Saved entries:
*** Begin section ***

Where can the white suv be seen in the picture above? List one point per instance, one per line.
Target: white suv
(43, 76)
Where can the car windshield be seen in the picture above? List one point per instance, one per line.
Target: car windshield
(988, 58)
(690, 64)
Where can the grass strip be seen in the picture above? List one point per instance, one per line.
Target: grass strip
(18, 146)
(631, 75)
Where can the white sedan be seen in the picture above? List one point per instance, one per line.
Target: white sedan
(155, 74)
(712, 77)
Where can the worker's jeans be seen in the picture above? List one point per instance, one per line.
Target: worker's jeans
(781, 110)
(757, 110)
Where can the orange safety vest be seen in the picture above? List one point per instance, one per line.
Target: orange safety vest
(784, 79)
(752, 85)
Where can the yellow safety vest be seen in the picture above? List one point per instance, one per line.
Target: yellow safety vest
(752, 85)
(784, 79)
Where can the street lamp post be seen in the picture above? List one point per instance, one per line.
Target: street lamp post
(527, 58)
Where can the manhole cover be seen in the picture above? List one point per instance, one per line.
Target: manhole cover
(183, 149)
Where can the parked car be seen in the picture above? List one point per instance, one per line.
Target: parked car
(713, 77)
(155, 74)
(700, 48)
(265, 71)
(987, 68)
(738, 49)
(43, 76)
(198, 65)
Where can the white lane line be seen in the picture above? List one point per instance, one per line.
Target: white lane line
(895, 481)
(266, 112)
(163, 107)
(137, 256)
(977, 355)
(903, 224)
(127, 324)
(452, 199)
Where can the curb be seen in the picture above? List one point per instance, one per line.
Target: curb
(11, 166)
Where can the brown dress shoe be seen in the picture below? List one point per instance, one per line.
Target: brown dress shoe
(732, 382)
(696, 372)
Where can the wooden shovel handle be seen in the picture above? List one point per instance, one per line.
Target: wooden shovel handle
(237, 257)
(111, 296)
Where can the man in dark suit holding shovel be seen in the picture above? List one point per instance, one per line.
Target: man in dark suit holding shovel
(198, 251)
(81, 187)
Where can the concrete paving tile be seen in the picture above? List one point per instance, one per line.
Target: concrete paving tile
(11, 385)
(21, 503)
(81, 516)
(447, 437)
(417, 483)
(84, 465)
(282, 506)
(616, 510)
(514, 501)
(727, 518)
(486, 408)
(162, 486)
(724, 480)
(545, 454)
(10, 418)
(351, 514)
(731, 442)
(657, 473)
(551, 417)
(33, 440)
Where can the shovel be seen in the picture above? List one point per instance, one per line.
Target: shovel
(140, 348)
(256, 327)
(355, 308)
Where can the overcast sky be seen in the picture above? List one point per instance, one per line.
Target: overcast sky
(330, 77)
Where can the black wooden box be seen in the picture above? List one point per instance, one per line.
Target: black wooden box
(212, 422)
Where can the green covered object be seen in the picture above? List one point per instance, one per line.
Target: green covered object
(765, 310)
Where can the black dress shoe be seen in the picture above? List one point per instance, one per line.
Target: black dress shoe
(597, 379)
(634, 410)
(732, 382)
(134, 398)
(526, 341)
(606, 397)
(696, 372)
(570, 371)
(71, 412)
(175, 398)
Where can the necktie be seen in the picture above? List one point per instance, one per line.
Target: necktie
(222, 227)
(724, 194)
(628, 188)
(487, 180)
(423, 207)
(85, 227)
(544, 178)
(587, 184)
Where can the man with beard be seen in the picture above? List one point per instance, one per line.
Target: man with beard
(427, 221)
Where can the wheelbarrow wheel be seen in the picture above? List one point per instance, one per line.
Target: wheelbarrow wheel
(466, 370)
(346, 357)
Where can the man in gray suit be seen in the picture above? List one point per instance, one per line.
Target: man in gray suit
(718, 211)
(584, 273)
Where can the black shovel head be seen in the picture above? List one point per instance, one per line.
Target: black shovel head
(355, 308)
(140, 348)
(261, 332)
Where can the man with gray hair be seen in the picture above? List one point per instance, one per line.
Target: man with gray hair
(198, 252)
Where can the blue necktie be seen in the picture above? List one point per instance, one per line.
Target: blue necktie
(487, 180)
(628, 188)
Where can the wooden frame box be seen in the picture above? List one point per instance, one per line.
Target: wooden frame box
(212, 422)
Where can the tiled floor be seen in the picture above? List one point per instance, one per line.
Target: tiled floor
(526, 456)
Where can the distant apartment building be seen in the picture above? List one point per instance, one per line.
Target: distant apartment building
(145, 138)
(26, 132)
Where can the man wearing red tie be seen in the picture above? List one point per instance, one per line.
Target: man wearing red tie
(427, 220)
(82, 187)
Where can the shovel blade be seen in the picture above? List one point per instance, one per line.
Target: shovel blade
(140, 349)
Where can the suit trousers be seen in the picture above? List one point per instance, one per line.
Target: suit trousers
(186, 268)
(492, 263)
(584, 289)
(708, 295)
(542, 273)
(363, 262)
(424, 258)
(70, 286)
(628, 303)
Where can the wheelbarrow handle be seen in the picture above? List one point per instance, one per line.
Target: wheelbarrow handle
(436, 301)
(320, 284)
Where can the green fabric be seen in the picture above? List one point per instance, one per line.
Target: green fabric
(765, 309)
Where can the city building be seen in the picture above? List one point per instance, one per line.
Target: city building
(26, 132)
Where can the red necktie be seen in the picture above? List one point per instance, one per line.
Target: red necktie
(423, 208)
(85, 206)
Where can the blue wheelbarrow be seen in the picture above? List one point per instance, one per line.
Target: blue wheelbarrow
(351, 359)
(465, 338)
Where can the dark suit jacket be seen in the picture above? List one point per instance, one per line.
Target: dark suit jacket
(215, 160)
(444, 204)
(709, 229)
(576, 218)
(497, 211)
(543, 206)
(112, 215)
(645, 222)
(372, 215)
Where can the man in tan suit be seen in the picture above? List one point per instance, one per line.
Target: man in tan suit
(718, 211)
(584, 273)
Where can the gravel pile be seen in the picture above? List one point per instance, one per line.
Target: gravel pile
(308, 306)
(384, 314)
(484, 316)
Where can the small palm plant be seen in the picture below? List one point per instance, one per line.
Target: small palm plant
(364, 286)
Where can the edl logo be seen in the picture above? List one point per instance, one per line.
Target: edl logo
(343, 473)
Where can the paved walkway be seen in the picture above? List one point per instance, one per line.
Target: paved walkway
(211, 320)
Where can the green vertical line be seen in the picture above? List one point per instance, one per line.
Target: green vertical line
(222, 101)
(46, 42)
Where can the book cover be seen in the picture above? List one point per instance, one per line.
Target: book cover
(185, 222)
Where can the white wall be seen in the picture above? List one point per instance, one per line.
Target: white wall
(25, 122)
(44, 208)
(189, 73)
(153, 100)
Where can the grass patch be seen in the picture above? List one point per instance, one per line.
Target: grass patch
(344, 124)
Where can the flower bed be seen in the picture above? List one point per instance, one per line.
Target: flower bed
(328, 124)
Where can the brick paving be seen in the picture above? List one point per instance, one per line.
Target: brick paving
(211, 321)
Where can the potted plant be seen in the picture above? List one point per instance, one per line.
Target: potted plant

*** End section ***

What to produce: From beginning to end, the data must be duplicated exactly.

Solution for this problem:
Where can the white suv be seen in the picture above? List one point per instance, one per line.
Target: white suv
(43, 76)
Where can the car windshield be seen in the picture above? List one point per instance, one per line.
Target: car windshield
(988, 58)
(690, 64)
Where can the grass strip be seen in the picture above? List one point per instance, one per line.
Target: grass strip
(18, 146)
(631, 75)
Where can the white sedan be seen in the picture above? List one point per instance, one per line.
Target: white sedan
(155, 74)
(712, 77)
Where can the worker's jeans be seen in the picture above? List one point per instance, one per line.
Target: worker's jeans
(781, 110)
(757, 110)
Where can the orange safety vest be seen in the picture above? List one point per instance, one per line.
Target: orange safety vest
(784, 79)
(752, 85)
Where can the yellow safety vest be seen in the picture above? List one point per instance, one per line.
Target: yellow safety vest
(752, 85)
(784, 79)
Where can the street lamp post be seen in the picture above? List one point per instance, one per line.
Target: street lamp post
(527, 58)
Where can the manhole cover be seen in the picture above? List one point per instance, one per line.
Target: manhole cover
(183, 149)
Where can the parked car be seen in the picture above? List one point per instance, one per line.
Target: parked car
(713, 77)
(155, 74)
(700, 48)
(265, 71)
(987, 68)
(738, 49)
(43, 76)
(198, 65)
Where can the white lane line be seen in the picture above? List one point per instance, one per line.
Target: white lane line
(895, 481)
(266, 112)
(163, 107)
(137, 256)
(977, 355)
(903, 224)
(127, 324)
(452, 199)
Where can the curb be seen in the picture above? List one point per instance, one per line.
Target: curb
(11, 166)
Where can the brown dress shoe be seen in the picture below? List one point per instance, one per line.
Target: brown dress shoe
(732, 382)
(696, 372)
Where can the wooden shovel handle be seen in the picture above? List one point per instance, one per line.
Target: wooden shovel handle
(237, 257)
(111, 296)
Where can the man in dark suit holding shovel be seen in the picture above? List one point per instance, one per line.
Target: man in dark suit holding shovel
(198, 251)
(81, 187)
Where can the concrete paving tile be seen in the picture above? List one point per instance, one per line.
Target: concrete paving tile
(11, 385)
(21, 503)
(81, 516)
(447, 437)
(417, 483)
(84, 465)
(282, 506)
(616, 510)
(514, 501)
(727, 518)
(486, 408)
(162, 486)
(724, 480)
(545, 454)
(10, 418)
(351, 514)
(731, 442)
(657, 473)
(551, 417)
(33, 440)
Where can the shovel be seen in the picture above? List one point per instance, one per line.
Target: shovel
(140, 348)
(256, 327)
(355, 308)
Where can the overcast sky be seen in the picture above? List one point per instance, one per line.
Target: overcast sky
(330, 77)
Where can the black wooden box be seen in the picture above? List one point per instance, one per line.
Target: black wooden box
(212, 422)
Where can the green covered object be seen in the picture above? List one point per instance, one per line.
Target: green covered object
(765, 310)
Where can the black dress shoe be seen in the picture above? List one point per instance, one per line.
Target: black dress shoe
(597, 379)
(634, 410)
(732, 382)
(134, 398)
(526, 341)
(606, 397)
(696, 372)
(570, 371)
(71, 412)
(175, 398)
Where can the necktie be seen in the picture above? List one point per instance, one per line.
Target: necktie
(222, 227)
(724, 194)
(628, 188)
(487, 180)
(423, 207)
(85, 227)
(544, 178)
(587, 184)
Where can the man with beard be seen in the picture above? List one point per instance, one per line.
Target: man with beard
(427, 221)
Where can the wheelbarrow wheel be seen in the picture above? List one point per instance, one per line.
Target: wheelbarrow wheel
(466, 370)
(346, 357)
Where can the man in gray suit be seen in the picture above? List one point per instance, one per line.
Target: man in gray suit
(718, 211)
(584, 273)
Where can the black shovel head be seen in the picture above? List one point per instance, one per line.
Target: black shovel head
(355, 308)
(140, 348)
(261, 332)
Where can the man with gray hair be seen in the picture above? List one point per instance, one per line.
Target: man with gray hair
(198, 252)
Where can the blue necktie be seen in the picture above? List one point per instance, one per line.
Target: blue necktie
(487, 180)
(628, 188)
Where can the wooden frame box be seen in the picture above? List one point per instance, one per line.
Target: wooden frame box
(212, 422)
Where can the tiled floor be seen in the picture above? List one point per instance, one per line.
Target: tiled floor
(526, 456)
Where can the distant apartment building be seen in the picture above? List one point per instance, one per line.
Target: distant apartment building
(145, 138)
(26, 132)
Where can the man wearing red tie be seen in the picture above? List one point per instance, one per line.
Target: man wearing red tie
(427, 220)
(82, 187)
Where can the shovel blade be seen in the picture above? List one point per instance, one per line.
Target: shovel blade
(140, 349)
Where can the suit trousers be seen in the picture above? List one point per instance, one per line.
Target: suit trousers
(186, 268)
(492, 263)
(584, 289)
(708, 295)
(542, 273)
(363, 262)
(424, 258)
(70, 286)
(628, 303)
Where can the wheelbarrow handle be seen in the picture above? List one point per instance, one per line.
Target: wheelbarrow handle
(436, 301)
(320, 284)
Where can the green fabric be seen in the picture above? List one point per instance, one per line.
Target: green fabric
(765, 309)
Where can the city building be seen in the picture above? List one point per instance, one per line.
Target: city building
(26, 132)
Where can the red necktie be seen in the picture above? List one point per instance, one per line.
Target: red necktie
(423, 208)
(85, 206)
Where can the blue wheelbarrow be seen in the picture above? List one point per instance, one per line.
Target: blue wheelbarrow
(351, 359)
(465, 338)
Where can the dark suit jacket be seen in the picture above? List one point per instance, one per line.
Target: dark suit jacket
(215, 160)
(444, 204)
(709, 229)
(576, 218)
(497, 211)
(543, 206)
(112, 215)
(645, 222)
(372, 215)
Where can the man in tan suit be seen in the picture above? List one point per instance, one per line.
Target: man in tan suit
(718, 211)
(584, 273)
Where can the gravel pile be seen in the picture above? List one point per instance, one per line.
Target: gravel pile
(308, 306)
(384, 314)
(484, 316)
Where can the small palm plant be seen in the picture below? List one point per instance, one per line.
Target: small palm plant
(364, 286)
Where can the edl logo be seen in the picture above? List one point per instance, one per line.
Target: edl logo
(343, 473)
Where can the paved walkway be seen in the picture above? List one point per instance, one per line.
Target: paved walkway
(211, 320)
Where can the green vertical line be seen in the picture above? List one point per instance, one per line.
Target: green vertical line
(222, 101)
(46, 42)
Where can the book cover be seen in the picture above? List one point per instance, one per line.
Target: book cover
(185, 222)
Where can the white wall be seen in the picture above? List one point per instance, one per line.
Target: white wall
(25, 122)
(44, 208)
(189, 73)
(153, 100)
Where can the grass patch be seen in the picture above? List one point per instance, one per line.
Target: grass patch
(344, 124)
Where can the flower bed be seen in the picture above? List one point per instance, one per line.
Target: flower bed
(328, 124)
Where can the brick paving be seen in the picture above? List one point per instance, one per line.
Target: brick paving
(211, 321)
Where can the potted plant be seen in the picture above? List one point per instance, one per line.
Target: potted plant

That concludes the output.